[Extracted data entries]

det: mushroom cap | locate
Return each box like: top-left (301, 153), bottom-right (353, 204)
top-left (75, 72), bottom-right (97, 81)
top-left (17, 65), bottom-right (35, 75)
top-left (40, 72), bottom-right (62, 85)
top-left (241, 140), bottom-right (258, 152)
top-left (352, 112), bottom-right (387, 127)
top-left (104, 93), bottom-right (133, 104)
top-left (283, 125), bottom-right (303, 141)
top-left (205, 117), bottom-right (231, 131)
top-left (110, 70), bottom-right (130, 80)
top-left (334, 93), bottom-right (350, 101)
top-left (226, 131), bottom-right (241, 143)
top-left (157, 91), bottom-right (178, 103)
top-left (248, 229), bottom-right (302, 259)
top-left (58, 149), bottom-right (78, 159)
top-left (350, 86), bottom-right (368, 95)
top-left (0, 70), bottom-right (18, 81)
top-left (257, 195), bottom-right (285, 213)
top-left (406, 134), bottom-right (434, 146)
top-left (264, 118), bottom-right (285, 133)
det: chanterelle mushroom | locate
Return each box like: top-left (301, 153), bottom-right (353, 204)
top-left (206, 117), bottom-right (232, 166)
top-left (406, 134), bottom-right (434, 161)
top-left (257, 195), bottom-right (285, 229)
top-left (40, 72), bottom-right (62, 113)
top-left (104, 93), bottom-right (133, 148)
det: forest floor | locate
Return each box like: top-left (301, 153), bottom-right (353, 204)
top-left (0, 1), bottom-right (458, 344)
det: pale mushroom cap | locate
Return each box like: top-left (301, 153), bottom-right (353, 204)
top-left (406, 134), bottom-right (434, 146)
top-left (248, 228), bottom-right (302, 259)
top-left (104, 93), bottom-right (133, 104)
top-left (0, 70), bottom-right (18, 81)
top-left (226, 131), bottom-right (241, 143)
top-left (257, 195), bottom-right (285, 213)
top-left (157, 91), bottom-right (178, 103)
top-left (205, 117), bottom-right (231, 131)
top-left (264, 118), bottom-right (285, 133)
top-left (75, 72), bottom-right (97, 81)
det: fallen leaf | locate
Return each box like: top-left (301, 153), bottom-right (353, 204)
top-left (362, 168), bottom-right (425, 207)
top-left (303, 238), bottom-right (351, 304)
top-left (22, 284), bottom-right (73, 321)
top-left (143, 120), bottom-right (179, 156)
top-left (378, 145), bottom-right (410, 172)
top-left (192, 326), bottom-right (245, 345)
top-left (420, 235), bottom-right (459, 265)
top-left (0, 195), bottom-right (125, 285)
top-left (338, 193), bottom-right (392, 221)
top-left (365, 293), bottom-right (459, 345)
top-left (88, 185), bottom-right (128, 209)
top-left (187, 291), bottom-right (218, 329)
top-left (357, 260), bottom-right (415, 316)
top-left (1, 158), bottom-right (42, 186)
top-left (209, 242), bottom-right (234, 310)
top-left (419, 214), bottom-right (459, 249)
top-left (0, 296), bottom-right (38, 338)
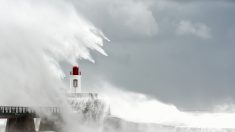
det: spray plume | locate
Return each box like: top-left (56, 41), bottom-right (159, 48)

PROBLEM:
Each entry above should be written out again exactly, without its pictures.

SOLUTION TO THE EXERCISE:
det: mushroom cap | locate
Return each box like: top-left (301, 153), bottom-right (353, 204)
top-left (75, 72), bottom-right (97, 81)
top-left (17, 65), bottom-right (35, 75)
top-left (40, 72), bottom-right (62, 85)
top-left (241, 140), bottom-right (258, 152)
top-left (352, 112), bottom-right (387, 127)
top-left (104, 93), bottom-right (133, 104)
top-left (283, 125), bottom-right (303, 141)
top-left (205, 117), bottom-right (231, 131)
top-left (110, 70), bottom-right (130, 80)
top-left (334, 93), bottom-right (350, 101)
top-left (226, 131), bottom-right (241, 143)
top-left (157, 91), bottom-right (178, 103)
top-left (248, 229), bottom-right (302, 259)
top-left (58, 149), bottom-right (78, 159)
top-left (350, 86), bottom-right (368, 95)
top-left (0, 70), bottom-right (18, 81)
top-left (257, 195), bottom-right (285, 213)
top-left (406, 134), bottom-right (434, 146)
top-left (264, 118), bottom-right (285, 133)
det: chanterelle mushroom | locate
Return each box like: top-left (301, 153), bottom-right (353, 204)
top-left (206, 117), bottom-right (232, 166)
top-left (406, 134), bottom-right (434, 161)
top-left (257, 195), bottom-right (285, 229)
top-left (40, 72), bottom-right (62, 113)
top-left (104, 93), bottom-right (133, 148)
det: forest floor | locate
Return each box like: top-left (301, 153), bottom-right (353, 204)
top-left (0, 1), bottom-right (458, 344)
det: pale mushroom cap | locate
Return each box like: top-left (301, 153), bottom-right (353, 204)
top-left (406, 134), bottom-right (434, 146)
top-left (248, 228), bottom-right (302, 259)
top-left (104, 93), bottom-right (133, 104)
top-left (0, 70), bottom-right (18, 81)
top-left (226, 131), bottom-right (241, 143)
top-left (257, 195), bottom-right (285, 213)
top-left (157, 91), bottom-right (178, 103)
top-left (205, 117), bottom-right (231, 131)
top-left (264, 118), bottom-right (285, 133)
top-left (75, 72), bottom-right (97, 81)
det: fallen leaf | locate
Return each box like: top-left (301, 153), bottom-right (353, 204)
top-left (362, 168), bottom-right (425, 207)
top-left (303, 238), bottom-right (351, 304)
top-left (22, 284), bottom-right (73, 321)
top-left (143, 120), bottom-right (179, 156)
top-left (378, 145), bottom-right (410, 172)
top-left (192, 326), bottom-right (245, 345)
top-left (420, 235), bottom-right (459, 265)
top-left (0, 195), bottom-right (125, 285)
top-left (338, 193), bottom-right (392, 221)
top-left (365, 293), bottom-right (459, 345)
top-left (88, 185), bottom-right (128, 209)
top-left (187, 291), bottom-right (218, 329)
top-left (357, 260), bottom-right (415, 316)
top-left (1, 158), bottom-right (42, 186)
top-left (209, 242), bottom-right (234, 310)
top-left (419, 214), bottom-right (459, 249)
top-left (0, 296), bottom-right (38, 338)
det: spray plume | locate
Return each box like: top-left (56, 41), bottom-right (159, 48)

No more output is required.